(Instructions to follow) Return every line from the rows below that contains the word "plant".

———

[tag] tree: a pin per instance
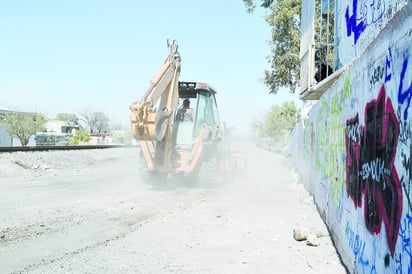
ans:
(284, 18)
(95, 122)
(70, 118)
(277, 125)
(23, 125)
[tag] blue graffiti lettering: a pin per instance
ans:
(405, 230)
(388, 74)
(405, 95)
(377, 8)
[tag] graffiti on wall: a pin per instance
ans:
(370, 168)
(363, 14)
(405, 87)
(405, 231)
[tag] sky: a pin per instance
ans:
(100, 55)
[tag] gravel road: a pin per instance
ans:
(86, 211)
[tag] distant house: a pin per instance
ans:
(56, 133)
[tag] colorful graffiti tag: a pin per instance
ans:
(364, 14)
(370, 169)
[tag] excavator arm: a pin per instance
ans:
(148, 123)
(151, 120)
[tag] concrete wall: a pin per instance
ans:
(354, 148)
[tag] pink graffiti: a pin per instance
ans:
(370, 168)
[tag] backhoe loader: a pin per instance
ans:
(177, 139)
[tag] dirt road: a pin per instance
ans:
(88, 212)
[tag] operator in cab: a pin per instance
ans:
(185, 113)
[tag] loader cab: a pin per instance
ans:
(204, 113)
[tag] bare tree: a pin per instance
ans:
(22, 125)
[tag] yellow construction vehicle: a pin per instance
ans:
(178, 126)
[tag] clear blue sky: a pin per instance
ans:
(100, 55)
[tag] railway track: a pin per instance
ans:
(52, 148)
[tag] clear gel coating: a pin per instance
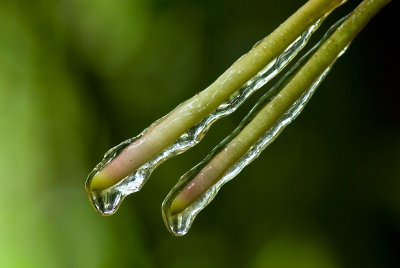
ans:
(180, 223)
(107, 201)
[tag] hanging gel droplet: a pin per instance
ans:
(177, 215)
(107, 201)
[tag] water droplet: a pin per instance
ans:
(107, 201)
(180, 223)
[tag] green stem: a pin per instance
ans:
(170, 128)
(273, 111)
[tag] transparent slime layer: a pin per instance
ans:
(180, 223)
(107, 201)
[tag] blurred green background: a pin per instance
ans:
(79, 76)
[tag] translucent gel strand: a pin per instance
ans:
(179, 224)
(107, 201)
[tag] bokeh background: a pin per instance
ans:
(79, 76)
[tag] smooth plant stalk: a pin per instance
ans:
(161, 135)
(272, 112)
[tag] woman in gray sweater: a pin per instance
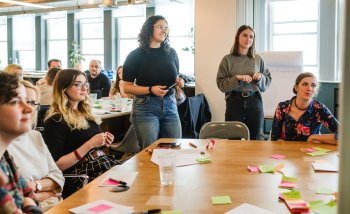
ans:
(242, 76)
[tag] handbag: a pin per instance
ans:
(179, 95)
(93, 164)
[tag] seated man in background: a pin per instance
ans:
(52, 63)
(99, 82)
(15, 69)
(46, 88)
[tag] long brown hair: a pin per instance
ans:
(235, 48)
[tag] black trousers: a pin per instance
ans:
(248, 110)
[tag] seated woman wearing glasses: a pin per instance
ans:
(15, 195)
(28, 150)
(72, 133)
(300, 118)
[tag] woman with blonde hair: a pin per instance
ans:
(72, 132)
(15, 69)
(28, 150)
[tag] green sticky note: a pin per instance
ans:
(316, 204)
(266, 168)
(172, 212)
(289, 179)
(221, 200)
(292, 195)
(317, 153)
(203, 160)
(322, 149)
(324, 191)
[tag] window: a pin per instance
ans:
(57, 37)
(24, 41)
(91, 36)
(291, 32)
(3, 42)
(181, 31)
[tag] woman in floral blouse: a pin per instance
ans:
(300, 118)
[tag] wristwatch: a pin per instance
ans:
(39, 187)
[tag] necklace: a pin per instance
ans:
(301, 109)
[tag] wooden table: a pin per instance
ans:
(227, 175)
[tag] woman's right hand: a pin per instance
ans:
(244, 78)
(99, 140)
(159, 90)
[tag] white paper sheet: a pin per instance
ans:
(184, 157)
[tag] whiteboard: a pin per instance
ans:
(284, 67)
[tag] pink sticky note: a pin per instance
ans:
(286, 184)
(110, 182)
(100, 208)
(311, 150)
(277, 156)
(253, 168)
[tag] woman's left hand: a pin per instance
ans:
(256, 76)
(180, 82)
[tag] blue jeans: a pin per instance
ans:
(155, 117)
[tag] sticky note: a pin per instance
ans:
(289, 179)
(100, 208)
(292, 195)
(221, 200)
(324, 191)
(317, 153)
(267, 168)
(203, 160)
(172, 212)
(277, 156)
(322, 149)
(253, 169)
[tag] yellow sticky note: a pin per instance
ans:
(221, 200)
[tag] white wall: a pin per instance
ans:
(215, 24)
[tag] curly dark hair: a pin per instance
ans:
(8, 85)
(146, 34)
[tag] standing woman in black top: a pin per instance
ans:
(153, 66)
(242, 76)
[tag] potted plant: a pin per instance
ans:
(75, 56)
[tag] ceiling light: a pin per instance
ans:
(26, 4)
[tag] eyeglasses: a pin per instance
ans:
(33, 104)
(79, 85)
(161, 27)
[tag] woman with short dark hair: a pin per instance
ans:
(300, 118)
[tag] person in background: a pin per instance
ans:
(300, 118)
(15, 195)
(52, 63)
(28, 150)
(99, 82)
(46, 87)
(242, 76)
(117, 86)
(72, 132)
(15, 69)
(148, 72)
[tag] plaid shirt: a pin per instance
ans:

———

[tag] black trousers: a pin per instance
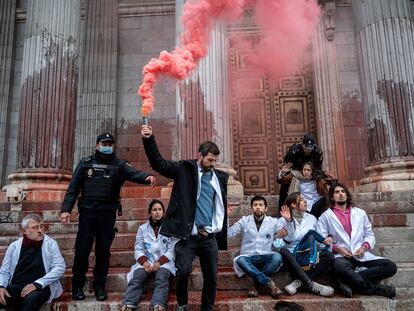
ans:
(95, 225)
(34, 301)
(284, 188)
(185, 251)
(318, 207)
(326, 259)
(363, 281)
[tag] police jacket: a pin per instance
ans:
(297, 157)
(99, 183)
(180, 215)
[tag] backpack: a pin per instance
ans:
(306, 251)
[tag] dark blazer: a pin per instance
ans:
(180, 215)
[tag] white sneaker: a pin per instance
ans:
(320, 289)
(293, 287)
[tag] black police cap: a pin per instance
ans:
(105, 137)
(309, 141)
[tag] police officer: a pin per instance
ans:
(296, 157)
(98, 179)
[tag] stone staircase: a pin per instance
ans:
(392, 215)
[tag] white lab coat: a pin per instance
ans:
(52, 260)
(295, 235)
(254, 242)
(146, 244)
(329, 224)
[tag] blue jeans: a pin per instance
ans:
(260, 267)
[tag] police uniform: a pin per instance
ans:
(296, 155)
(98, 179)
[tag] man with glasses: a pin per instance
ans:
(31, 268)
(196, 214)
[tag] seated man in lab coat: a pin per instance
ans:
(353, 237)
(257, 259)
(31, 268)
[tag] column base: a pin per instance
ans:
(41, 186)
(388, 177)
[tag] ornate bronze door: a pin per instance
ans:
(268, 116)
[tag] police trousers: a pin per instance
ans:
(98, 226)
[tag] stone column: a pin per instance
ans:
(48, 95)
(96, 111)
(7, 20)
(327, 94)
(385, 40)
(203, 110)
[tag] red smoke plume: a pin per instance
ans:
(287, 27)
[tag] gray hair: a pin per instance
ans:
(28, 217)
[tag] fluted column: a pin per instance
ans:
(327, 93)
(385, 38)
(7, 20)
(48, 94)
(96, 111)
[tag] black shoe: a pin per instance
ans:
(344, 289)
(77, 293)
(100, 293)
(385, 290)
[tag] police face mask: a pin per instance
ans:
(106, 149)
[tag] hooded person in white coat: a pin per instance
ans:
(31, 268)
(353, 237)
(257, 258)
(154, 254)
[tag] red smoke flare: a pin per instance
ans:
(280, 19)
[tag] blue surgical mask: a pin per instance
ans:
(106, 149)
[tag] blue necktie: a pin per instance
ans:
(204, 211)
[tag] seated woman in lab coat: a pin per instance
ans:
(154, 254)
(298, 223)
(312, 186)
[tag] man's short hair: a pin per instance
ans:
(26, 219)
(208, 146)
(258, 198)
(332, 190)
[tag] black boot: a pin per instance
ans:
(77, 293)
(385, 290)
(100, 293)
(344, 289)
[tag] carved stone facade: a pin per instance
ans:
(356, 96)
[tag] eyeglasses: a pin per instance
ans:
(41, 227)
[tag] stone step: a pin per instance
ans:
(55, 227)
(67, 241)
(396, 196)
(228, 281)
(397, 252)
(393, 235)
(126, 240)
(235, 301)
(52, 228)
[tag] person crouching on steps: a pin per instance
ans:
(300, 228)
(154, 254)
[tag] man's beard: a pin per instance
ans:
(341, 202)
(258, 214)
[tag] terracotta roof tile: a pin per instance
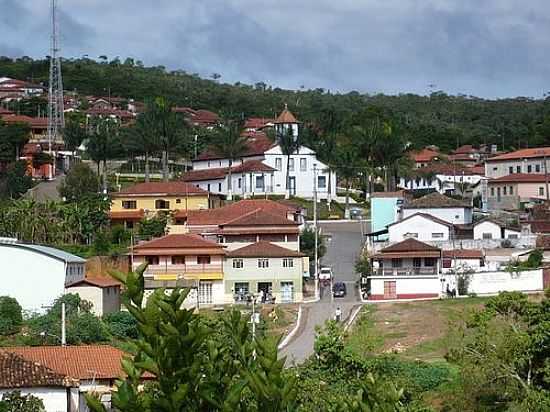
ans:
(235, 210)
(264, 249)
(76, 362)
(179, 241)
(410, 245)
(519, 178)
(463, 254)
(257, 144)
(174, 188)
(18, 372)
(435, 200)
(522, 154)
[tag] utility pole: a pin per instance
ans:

———

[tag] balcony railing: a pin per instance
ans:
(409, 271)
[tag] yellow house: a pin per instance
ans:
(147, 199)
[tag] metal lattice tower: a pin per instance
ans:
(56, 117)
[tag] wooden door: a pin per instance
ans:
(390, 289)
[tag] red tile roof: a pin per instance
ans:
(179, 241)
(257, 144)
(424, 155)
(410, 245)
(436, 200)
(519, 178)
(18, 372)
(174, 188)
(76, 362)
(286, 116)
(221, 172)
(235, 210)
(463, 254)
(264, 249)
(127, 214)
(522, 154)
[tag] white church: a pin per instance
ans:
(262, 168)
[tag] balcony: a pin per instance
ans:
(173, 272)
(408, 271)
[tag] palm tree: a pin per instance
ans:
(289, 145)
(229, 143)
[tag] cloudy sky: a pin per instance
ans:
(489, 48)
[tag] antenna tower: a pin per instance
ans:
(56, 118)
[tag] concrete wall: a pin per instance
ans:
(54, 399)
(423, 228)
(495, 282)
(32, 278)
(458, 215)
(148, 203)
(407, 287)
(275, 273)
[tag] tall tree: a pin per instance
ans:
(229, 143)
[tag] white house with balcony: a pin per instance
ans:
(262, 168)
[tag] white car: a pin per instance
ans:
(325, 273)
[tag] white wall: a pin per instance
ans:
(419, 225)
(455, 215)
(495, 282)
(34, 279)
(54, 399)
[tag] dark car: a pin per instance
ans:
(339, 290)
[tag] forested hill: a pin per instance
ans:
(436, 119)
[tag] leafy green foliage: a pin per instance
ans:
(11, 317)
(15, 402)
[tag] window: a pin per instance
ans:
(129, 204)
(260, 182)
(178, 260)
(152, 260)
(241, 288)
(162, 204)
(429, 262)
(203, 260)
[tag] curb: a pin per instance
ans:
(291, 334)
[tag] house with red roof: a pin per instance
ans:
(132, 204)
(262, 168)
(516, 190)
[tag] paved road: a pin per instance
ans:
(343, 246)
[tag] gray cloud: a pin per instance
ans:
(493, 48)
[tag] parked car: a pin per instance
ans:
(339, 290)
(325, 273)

———

(Complete output)
[tag] smooth plant stalk: a pin per instance
[tag] potted plant: a pin per instance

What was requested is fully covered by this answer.